━━━ Text shown
Thanks for all the suggestions and keep them coming if anyone thinks of anything else.


----------



## limr (Jan 2, 2015)

Light Guru said:


> Get the Massive Dev Chart Timer app. It gives you good starting points for developing based on film and developer type. It also has a nice timer to use while developing film.



I was going to suggest the same thing: The Comprehensive Development Times Chart (also has a link to the app)



480sparky said:


> timor said:
> 
> 
> > Do you have any experience with loading medium film into developing tank ? Bag is the worst proposal,.......
> ...



I agree. When I first started developing, I used the bag for both 35mm and 120 and had no issues. It is a good idea to practice a few times in the light so you can see what is happening, but once you know what to feel for, it's not hard to do in the bag. Just takes a little getting used to.


----------



## timor (Jan 2, 2015)

480sparky said:


> timor said:
> 
> 
> > Do you have any experience with loading medium film into developing tank ? Bag is the worst proposal,.......
> ...
━━━━━━
* **Written instruction A**
In the forum thread about developing film, which app does Light Guru recommend?
The forum thread and the rows below it have nothing to do with each other.
━━━ Input rows
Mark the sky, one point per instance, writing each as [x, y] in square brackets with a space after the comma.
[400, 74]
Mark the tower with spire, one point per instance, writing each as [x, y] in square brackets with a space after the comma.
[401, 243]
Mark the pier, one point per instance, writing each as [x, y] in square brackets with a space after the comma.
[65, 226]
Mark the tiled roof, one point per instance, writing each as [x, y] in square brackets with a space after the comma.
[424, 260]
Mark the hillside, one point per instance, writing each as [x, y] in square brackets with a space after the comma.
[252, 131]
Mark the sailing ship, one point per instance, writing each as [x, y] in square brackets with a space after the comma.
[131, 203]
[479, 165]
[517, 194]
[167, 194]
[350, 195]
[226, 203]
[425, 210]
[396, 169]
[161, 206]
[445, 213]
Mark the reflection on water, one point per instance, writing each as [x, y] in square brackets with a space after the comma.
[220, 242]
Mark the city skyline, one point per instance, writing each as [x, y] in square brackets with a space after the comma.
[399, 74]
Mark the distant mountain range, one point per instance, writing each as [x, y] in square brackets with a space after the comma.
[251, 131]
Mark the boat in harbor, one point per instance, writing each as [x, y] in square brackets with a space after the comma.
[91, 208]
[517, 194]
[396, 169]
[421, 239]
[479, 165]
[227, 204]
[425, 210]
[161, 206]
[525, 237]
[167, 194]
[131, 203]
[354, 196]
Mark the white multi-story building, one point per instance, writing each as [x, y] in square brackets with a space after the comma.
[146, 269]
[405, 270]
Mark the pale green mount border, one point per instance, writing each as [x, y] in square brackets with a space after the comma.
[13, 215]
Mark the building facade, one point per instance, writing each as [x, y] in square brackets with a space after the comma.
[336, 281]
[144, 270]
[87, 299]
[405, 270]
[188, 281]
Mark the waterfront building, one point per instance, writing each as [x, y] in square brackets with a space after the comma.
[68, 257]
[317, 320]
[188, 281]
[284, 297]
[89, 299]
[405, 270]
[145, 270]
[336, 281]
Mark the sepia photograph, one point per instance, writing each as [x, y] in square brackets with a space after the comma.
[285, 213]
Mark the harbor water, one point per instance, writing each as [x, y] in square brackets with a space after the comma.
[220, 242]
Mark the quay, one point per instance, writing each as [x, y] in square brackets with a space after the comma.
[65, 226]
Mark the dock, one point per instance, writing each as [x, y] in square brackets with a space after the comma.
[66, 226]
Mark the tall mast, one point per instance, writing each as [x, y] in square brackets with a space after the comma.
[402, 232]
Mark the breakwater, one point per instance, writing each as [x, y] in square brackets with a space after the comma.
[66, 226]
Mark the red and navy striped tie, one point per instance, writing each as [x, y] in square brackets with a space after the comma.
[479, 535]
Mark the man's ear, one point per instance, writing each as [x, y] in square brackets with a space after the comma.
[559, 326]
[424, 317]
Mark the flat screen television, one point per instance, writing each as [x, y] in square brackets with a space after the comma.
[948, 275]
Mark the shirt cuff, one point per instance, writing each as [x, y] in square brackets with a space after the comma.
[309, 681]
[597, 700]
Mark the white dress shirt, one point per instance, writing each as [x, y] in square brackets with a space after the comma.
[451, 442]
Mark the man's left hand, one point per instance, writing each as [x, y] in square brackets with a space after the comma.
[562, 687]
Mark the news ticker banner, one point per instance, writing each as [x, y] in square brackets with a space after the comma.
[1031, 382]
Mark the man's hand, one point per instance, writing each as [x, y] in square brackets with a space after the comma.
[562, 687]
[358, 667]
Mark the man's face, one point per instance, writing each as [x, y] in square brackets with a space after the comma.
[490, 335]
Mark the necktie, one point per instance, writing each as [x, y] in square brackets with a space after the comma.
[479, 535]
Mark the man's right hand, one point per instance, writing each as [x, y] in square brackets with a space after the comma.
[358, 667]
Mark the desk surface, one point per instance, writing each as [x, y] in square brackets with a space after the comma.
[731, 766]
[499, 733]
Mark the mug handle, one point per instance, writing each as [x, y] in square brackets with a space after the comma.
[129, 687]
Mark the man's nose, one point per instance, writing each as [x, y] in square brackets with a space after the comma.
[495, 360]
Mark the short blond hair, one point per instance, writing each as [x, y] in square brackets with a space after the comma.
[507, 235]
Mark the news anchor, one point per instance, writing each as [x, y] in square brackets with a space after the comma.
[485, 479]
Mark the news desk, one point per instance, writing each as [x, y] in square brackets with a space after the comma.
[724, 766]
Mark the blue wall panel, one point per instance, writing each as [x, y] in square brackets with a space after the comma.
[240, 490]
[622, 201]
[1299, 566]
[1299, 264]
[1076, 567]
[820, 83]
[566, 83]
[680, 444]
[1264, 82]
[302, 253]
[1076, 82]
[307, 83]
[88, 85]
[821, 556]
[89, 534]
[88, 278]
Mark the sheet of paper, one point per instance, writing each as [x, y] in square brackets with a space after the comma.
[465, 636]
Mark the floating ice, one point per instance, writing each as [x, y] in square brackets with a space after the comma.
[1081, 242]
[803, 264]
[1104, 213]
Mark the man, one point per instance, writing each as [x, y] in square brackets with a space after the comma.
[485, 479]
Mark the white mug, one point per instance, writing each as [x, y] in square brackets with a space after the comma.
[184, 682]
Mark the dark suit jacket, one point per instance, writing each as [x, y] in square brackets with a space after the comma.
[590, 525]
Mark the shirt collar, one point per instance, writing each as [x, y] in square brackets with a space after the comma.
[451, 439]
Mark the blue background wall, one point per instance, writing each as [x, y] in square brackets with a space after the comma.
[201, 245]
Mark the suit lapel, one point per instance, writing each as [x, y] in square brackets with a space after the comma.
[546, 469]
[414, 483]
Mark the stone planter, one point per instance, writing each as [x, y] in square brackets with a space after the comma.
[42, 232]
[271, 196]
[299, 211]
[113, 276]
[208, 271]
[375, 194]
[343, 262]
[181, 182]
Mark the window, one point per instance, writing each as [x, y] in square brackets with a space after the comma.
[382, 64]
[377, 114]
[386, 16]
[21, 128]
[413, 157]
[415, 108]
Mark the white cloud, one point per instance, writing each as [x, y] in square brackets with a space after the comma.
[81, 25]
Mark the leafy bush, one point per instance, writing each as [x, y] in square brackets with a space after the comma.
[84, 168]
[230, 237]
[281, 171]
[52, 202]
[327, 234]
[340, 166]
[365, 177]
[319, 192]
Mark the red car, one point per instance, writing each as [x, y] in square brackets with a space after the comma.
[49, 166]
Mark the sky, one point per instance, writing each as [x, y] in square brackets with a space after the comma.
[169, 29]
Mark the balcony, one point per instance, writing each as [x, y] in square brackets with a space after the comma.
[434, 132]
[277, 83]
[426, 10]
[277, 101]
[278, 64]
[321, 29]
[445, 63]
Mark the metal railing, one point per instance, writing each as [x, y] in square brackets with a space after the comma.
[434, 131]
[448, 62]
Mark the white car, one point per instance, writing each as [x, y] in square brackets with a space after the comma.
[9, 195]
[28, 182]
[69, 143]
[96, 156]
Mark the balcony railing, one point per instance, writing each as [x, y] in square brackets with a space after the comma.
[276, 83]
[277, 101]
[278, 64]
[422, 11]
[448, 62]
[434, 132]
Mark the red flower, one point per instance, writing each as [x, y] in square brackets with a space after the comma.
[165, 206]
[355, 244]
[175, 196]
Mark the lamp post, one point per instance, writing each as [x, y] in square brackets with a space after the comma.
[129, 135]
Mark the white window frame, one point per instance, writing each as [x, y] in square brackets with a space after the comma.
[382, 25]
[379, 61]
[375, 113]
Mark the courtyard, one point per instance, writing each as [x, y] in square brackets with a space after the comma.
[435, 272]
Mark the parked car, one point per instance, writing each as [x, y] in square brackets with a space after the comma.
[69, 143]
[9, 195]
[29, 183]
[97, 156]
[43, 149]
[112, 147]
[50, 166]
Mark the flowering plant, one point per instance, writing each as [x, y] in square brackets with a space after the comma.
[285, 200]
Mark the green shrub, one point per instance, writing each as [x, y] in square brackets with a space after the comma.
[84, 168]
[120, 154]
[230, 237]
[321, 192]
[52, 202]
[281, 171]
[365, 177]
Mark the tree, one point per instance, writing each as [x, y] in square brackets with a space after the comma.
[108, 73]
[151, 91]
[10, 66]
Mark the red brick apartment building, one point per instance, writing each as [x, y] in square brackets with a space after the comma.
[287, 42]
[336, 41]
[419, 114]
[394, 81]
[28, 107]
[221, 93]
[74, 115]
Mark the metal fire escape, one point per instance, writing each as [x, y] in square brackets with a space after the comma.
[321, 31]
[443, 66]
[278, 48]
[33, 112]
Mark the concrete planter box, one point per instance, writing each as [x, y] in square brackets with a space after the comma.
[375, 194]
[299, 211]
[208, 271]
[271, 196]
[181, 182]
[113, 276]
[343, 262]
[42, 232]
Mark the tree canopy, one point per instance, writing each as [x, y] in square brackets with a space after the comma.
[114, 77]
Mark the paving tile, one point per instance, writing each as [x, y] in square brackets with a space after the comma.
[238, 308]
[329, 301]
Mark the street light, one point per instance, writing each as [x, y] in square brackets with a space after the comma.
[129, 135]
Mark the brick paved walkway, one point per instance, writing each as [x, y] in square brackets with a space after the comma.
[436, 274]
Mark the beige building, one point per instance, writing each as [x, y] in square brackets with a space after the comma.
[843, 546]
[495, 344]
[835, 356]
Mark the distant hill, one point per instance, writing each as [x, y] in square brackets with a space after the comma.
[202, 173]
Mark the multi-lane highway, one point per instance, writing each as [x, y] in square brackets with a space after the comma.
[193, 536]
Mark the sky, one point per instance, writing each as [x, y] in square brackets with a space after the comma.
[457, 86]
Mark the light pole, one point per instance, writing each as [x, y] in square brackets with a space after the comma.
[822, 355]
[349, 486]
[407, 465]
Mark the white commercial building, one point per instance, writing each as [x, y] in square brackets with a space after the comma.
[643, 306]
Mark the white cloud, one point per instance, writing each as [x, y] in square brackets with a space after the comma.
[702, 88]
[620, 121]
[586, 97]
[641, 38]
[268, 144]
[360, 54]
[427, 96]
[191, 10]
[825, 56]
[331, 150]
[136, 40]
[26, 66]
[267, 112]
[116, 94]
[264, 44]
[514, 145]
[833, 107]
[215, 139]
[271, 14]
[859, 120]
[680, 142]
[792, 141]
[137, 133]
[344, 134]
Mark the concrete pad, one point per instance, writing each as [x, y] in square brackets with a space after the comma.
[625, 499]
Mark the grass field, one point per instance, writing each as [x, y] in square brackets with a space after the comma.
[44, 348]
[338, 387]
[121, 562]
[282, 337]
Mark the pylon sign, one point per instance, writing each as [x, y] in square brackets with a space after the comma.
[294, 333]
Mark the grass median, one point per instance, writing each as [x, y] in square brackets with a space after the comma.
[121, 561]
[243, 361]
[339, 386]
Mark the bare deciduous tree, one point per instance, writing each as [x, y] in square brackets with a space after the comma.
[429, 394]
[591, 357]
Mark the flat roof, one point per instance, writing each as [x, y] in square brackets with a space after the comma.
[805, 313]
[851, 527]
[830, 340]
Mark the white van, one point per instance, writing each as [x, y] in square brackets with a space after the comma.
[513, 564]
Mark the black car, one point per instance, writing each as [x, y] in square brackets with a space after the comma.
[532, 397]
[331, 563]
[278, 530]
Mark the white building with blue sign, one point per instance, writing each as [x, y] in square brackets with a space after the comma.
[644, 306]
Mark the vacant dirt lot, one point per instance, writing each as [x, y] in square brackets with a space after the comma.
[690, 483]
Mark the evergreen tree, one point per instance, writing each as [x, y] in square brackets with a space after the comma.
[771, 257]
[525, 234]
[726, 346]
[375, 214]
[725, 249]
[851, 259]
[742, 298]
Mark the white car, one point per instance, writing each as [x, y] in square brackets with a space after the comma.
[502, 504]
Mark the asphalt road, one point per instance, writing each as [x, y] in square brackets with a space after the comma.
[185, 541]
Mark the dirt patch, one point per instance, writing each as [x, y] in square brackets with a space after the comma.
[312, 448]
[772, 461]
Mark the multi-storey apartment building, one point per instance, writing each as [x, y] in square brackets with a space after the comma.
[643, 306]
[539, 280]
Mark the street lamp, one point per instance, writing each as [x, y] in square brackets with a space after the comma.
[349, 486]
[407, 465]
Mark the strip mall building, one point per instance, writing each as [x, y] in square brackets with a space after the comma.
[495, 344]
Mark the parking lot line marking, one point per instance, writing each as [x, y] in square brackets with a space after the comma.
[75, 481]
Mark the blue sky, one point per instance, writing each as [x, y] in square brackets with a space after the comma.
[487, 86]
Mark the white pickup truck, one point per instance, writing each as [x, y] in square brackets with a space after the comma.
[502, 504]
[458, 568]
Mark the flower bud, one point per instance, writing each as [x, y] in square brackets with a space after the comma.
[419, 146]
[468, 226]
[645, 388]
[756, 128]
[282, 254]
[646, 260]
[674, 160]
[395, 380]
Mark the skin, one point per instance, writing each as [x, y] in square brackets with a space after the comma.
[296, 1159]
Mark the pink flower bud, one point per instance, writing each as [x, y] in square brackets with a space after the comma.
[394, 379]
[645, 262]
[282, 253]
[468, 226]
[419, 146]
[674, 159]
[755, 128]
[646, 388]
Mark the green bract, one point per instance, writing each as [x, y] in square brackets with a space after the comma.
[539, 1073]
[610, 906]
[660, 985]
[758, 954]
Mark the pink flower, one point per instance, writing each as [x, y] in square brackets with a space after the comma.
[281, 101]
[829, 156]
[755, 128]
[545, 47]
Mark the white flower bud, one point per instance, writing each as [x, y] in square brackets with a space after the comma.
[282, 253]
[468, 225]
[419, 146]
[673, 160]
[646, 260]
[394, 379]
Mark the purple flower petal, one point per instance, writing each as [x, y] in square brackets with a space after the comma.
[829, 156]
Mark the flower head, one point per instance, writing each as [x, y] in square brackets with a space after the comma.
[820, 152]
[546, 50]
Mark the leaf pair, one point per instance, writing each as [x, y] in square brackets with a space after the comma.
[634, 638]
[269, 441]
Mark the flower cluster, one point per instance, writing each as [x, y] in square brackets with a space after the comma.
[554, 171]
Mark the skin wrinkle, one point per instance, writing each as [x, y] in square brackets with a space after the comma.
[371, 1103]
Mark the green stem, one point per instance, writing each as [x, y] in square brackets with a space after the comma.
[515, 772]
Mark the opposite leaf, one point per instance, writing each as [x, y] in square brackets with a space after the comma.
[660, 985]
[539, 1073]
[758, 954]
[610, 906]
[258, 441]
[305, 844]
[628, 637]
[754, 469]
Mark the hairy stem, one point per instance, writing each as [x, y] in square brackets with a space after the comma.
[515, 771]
━━━━━━
* **Written instruction B**
Collect every row that contains the word "news", treating uppercase and lowercase as different.

* **Expected answer A**
The Massive Dev Chart Timer app.

* **Expected answer B**
Mark the news ticker banner, one point per instance, writing each as [x, y] in square brackets with a space after the comma.
Mark the news anchor, one point per instance, writing each as [x, y] in square brackets with a space after the comma.
Mark the news desk, one point per instance, writing each as [x, y] in square brackets with a space after the comma.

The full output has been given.